TEXTAUSZUG —
Dienstag, 27. Dezember 2022

on ne voit bien qu'avec le cœur

in n. verabrede ich mich manchmal mit einem meiner ex-lover. so auch heute, denn ich bin immer neugierig, was aus diesen menschen geworden ist. und wieder einmal ist es frappierend zu sehen, wie die zeit alles verändert.

von weitem ist er dieselbe einnehmende gestalt, groß, schlank, elegant, geschmeidig, mit offen wehendem mantel. als er jedoch vor mir steht, erschrecke ich ein wenig, denn er wirkt müde, alt und beinahe etwas ungepflegt. weiße dreitage-bartstoppeln und ein einzelnes graues haar, das zu weit aus der nase ragt. auch sein geruch ist ein ganz anderer. ein strenger altherrengeruch, mühsam überdeckt von einem parfum, das ihm nicht steht. er strahlt, aber mir bleibt das strahlen im halse stecken.

wir unterhalten uns, allerdings anders und deutlich weniger angeregt als früher. der ex, inzwischen wohlhabend und zu eigentum gelangt, weckt mit ein paar abgeschmackten neoliberalistischen thesen die streitlust in mir. er  - früher der bescheidenste mensch der welt, der es ablehnte, ohne entsprechende ausbildung ins familienunternehmen einzusteigen, weil er qualifizierteren fachkräften nicht aus reiner bequemlichkeit den job wegnehmen wollte - ist heute dort geschäftsführer. 

"wow, ich habe das gefühl, ich sitze mit christian lindner hier", entfährt es mir dann doch irgendwann. "wo ist denn bitte deine liebe zum menschen geblieben? dein herz für schwächere? dein auge für gerechtigkeit?"
der ex ist ein wenig betreten und fragt mich, ob ich finde, dass er sich so verändert habe.  

"jupp", sage ich ehrlich wie immer und exe den rest meines getränks. "richtig abgewichst bist du geworden. erzählst mir hier deine jobscheiße, die keine sau auch nur für 5 cent interessiert, in welchen protzigen kack-hotels du warst und wie teuer du gegessen hast. merkst du nicht, wie oberflächlich und banal das ist? und wie wahnsinnig du mich damit langweilst?"

jetzt ist er richtig schockiert. möchte wissen, ob wir abbrechen sollen. ich nicke. er will mir den drink bezahlen, was ich ablehne, nachdem er kurz zuvor noch über das thema "schnorrermentalität" referiert hatte. 

"schade", sagt er nur, als er draußen vor seinem wuchtigen bmw-kindergrill steht und mit dem schlüssel spielt.
"on ne voit bien qu'avec le cœur", sage ich zum abschied, weil er mir das früher gern sagte, in seinem ultraperfekten französisch. aber er wirkt nicht, als könne er sich erinnern.

Montag, 19. Dezember 2022

frohes fest!

DATENZEILEN —
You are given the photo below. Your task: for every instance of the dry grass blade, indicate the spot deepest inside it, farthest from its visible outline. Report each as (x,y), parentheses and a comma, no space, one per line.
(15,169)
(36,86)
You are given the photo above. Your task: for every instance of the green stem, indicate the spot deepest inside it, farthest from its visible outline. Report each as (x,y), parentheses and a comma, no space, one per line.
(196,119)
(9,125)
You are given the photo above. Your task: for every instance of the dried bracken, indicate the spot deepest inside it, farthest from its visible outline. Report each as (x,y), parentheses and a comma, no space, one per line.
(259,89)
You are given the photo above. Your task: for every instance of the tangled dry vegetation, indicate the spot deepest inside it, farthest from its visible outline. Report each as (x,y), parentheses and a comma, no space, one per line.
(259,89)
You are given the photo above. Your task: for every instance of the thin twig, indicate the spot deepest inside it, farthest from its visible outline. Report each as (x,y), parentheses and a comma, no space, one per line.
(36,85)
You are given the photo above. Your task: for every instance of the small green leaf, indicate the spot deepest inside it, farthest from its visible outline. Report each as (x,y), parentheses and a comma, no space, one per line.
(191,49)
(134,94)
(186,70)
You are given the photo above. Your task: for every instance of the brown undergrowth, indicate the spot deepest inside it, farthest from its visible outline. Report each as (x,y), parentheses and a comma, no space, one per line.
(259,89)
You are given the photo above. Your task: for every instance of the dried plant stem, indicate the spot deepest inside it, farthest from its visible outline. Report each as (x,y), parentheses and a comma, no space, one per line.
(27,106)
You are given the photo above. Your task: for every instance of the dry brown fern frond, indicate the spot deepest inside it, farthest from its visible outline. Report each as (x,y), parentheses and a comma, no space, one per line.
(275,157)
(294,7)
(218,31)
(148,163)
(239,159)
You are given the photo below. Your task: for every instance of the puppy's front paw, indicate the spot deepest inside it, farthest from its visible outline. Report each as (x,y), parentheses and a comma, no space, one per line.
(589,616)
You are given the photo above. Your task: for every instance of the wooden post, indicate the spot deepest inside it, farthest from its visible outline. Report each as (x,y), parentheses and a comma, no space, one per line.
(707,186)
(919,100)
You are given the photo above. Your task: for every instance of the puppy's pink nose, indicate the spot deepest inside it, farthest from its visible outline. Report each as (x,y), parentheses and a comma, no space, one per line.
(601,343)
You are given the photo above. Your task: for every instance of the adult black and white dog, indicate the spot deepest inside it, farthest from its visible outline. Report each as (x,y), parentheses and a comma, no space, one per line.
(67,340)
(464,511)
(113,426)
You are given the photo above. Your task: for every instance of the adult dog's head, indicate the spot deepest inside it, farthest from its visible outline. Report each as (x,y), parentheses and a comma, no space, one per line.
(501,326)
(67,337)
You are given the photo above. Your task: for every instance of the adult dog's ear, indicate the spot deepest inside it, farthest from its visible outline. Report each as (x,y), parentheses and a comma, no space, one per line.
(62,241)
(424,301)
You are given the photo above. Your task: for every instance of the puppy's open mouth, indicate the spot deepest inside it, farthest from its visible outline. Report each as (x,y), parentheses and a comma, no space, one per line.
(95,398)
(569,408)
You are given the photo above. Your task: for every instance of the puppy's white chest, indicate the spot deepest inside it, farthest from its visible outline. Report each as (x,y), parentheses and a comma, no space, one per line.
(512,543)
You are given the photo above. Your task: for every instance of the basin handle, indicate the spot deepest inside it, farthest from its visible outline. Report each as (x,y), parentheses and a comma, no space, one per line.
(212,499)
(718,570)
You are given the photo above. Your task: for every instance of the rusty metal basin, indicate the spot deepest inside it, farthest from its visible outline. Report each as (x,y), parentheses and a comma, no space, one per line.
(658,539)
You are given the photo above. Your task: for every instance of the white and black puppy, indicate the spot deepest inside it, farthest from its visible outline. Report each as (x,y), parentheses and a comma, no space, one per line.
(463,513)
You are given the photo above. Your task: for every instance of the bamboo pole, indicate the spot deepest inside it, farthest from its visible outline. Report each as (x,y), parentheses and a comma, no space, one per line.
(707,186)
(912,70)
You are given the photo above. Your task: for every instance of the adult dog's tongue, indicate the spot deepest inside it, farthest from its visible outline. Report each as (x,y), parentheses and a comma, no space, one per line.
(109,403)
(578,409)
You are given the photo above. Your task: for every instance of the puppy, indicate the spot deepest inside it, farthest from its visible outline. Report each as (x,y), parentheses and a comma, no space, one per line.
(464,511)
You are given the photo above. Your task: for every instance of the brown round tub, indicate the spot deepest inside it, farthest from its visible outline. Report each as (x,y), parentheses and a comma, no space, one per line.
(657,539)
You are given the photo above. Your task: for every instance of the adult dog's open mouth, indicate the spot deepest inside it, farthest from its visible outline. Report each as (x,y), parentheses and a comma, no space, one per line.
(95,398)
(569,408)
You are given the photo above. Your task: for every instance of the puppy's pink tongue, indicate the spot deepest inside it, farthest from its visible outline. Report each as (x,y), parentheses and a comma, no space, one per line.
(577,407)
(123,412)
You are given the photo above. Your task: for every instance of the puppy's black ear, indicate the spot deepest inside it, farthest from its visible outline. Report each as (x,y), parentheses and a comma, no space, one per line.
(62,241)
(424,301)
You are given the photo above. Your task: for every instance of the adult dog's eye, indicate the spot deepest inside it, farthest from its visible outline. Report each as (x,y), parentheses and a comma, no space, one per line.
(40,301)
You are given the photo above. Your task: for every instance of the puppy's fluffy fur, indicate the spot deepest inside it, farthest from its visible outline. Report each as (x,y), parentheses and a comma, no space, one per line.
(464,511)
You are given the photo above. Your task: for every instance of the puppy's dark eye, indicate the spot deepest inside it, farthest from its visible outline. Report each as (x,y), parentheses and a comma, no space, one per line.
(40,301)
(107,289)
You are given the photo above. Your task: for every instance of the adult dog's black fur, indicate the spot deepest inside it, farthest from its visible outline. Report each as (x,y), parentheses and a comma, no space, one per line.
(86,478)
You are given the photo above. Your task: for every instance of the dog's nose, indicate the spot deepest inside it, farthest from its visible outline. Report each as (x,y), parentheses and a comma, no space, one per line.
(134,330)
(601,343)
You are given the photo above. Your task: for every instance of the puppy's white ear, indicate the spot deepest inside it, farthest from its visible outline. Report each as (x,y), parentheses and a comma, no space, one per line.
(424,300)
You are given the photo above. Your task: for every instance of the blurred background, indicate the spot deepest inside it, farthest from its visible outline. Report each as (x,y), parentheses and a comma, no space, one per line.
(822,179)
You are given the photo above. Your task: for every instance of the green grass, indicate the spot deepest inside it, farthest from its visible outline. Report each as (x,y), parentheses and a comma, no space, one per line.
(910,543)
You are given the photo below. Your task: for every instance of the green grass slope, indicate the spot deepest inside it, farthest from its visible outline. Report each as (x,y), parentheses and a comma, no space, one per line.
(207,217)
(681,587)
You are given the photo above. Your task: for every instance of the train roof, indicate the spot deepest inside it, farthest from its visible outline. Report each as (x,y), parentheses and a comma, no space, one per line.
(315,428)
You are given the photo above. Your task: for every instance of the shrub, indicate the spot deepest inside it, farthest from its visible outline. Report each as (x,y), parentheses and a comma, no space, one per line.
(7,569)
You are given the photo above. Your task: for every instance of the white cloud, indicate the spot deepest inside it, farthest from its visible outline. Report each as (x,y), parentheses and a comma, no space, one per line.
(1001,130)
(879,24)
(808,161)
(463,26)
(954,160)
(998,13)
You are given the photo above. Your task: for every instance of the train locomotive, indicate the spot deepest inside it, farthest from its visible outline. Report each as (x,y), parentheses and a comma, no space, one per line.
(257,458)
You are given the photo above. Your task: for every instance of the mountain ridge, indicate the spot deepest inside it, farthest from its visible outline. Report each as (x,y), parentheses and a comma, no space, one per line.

GESTELLTE AUFGABE 1 —
Beantworte anhand des Textes über das Wiedersehen mit dem Ex diese Fragen:
(a) Welche Position hat der Ex heute im Familienunternehmen?
(b) Mit welchem Politiker vergleicht die erzählende Person den Ex im Gespräch?
(c) Welche Automarke fährt der Ex?
GESTELLTE AUFGABE 2 — Nimm den Text über das Wiedersehen mit dem Ex an der Stelle auf, an der er endet, und schreibe ihn weiter.

ERWARTETE ANTWORT 1 —
(a) Er ist dort Geschäftsführer.
(b) Mit Christian Lindner.
(c) BMW.

ERWARTETE ANTWORT 2 —
hauptstadthommage (adaptiert aus den morphinschen archiven, 12/2008. weil ichs immer noch irgendwie richtig wichtig geil und ausgesprochen istzuständig finde. alternativer titel war "der kongress tanzt")

es ist soweit
advent fast weihnachtszeit
die kälte schreit
in deine visage
 
im hals da stecken karamell
und olle kamellen von kamelen
in der stadt, wo an der ubahn nachts
die ratten im türkischen imbiss verschwinden
 
denn da schlafen die ratten doch
in neukölln und steglitz behaglich
- soziale kuschelnester, abbruchreif -
auf fehlern, die man wiederholen möchte
und solchen, die eher nicht
 
obwohl man reuelos
grenzlos
ohne moral
sich in den arsch ficken lässt
vor lachen gekrümmt im gebüsch liegt
 
anfassen
sehen
riechen möchte 
an der fäulnis
an den abgasen und ausflüssen
 
wo das dunkel reizt
und das grelle feixt
lamento beseitigen 
in lametta
glanz glamour glatzen
 
dahinstöckeln 
schwänze umschwänzeln
in dreckigen löchern wühlen
die eigene hirnkotze spülen

bis am morgen matt die sonne
ihren falschen heiligenschein
in die scherben
zerbrochener bierflaschen wirft.

 


 

Donnerstag, 15. Dezember 2022

leise rieselt das salz

ilsebill salzte nach, lautet das hamburger motto in jedem verkackten winter, sobald die temperaturen sich dem gefrierpunkt nähern. eine hübsche weiße decke ziert die straßen. doch man weiß nicht so recht: ist das schnee - oder sollte das besser weg? 

anders als andere großstädte (berlin, münchen, etc.) klebt das rückständige hamburg am salzstreuer wie die letzte generation auf den straßen. es ist so toll, das grundwasser zu verseuchen, geschwüre auf tierpfoten oder mir beim spazierengehen nasenbluten zu verursachen.

derweil predigt man uns hier verkehrwende und grünes allerlei. oder eher: leute-verscheißerlei, denn in wirklichkeit wird alles, was in hamburg passiert, um das auto herumgestrickt. die porsche- und kindergrill-fahrer müssen eine enorme lobby haben, die das scheinheilige pack unseres senats devot seibernd bedient. deshalb freue ich mich sehr darauf, wenn diese kackstadt in ein paar jahrzehnten vom meer verschluckt wird (mit dem deichbau sind wir nämlich schon zu spät dran, haha!). dann geht alles unter: die blechlawinen, der dreck, der müll und die überteuerten sonderangebote von vorgestern. so gerne würde ich dabei zusehen, aber ich sehe lieber zu, dass ich mich rechtzeitig wie die berühmte kuh vom eis bringe.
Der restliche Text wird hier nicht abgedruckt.